By Andy Jackson: CNJ staff writer
Record gas and oil revenues left the state with a bloated budget and some area officials agree this is the year to fund a solution to New Mexico’s water woes.
Portales Mayor Orlando Ortega visited the state capitol Saturday and lobbied for a permanent water trust fund, alongside other regional mayors, community leaders and state legislators.
“(Saturday) was a great success. Several communities and legislators came together with one voice. We need to address water and this is the year to do that,” Ortega said.
Exceptional revenue from oil and gas leases afford solutions this year to a problem recognized more than 40 years ago, Ortega said.
Sen. Clint Harden, R-Clovis, agrees.
“Water is an appropriate use of the windfalls,” he said.
Clovis and Portales pump water from the Ogallala aquifer, which hydrologists say is rapidly depleting.
In the last three years, more wells have been created, however fewer gallons of water are being pumped, Ortega said. Hydrologists estimate it’ll be dry in the next 12 to 20 years, Ortega said.
“We know we have a depleting aquifer; we need to work on finding a renewable source for eastern New Mexico,” Ortega said.
The renewable solution is a pipeline to Ute Lake, a man-made reservoir constructed in the mid-1960s.
“We are committed to making this (the Ute Lake pipeline) a reality,” Ortega said.
Harden also wants a water solution funded, and is optimistic.

- Supplied data:
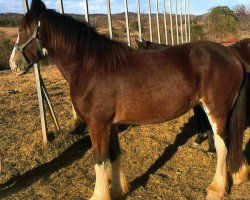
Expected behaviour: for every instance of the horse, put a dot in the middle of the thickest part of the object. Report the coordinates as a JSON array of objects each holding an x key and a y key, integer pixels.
[
  {"x": 110, "y": 84},
  {"x": 240, "y": 49}
]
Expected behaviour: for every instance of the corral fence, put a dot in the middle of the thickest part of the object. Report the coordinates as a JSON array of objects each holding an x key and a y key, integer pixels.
[{"x": 181, "y": 34}]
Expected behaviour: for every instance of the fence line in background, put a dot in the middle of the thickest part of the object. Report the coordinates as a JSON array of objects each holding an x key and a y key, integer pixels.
[
  {"x": 157, "y": 21},
  {"x": 139, "y": 19},
  {"x": 171, "y": 21},
  {"x": 109, "y": 19},
  {"x": 176, "y": 22},
  {"x": 86, "y": 11},
  {"x": 189, "y": 28},
  {"x": 185, "y": 4},
  {"x": 181, "y": 21},
  {"x": 150, "y": 21},
  {"x": 165, "y": 21},
  {"x": 41, "y": 90},
  {"x": 127, "y": 22}
]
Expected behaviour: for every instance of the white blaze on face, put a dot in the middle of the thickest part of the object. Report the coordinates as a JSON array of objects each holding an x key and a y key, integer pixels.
[{"x": 11, "y": 61}]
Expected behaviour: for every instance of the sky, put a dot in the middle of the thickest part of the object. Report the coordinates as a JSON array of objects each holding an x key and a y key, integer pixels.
[{"x": 197, "y": 7}]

- What this exercise asks:
- A) According to the water trust fund article, when was Ute Lake built?
- B) Write the next few sentences of the water trust fund article, continuing after its last sentence.
The material has no connection to the water trust fund article.

- Solved tasks:
- A) In the mid-1960s.

- B)
“I want the money to go into a solution. I think the right people are working on dollars going into state-wide water projects,” he said.
Mimi Stewart, D-Albuquerque, sponsors a bill to appropriate $70 million to the Ute Pipeline project, and declares the water problem an “emergency.”
The bill unanimously passed through two legislative committees. Now in the House Appropriations and Finance Committee, HB 121 would distribute $280 million across the state to seven, separate water projects. Unused money would revert back into the general fund, according to the bill.
The Ute Pipeline project is appropriated the most funds.
Another House bill calls for $180 million of the state’s general fund to be allocated to the water trust fund for subsequent water spending. It passed unopposed through one committee and next goes to the House Appropriations and Finance Committee.
A bill to appoint a task force of 23 legislators, citizens and finance experts to identify funding mechanisms of the water trust fund passed through committee and next enters the Senate for a vote.
The Ogallala aquifer, which also supplies much of the South Plains its water, has been regionally pumped for hundreds of years, Ortega said.
“Our communities are really growing; we need that water resource to meet the demands of the future,” he said.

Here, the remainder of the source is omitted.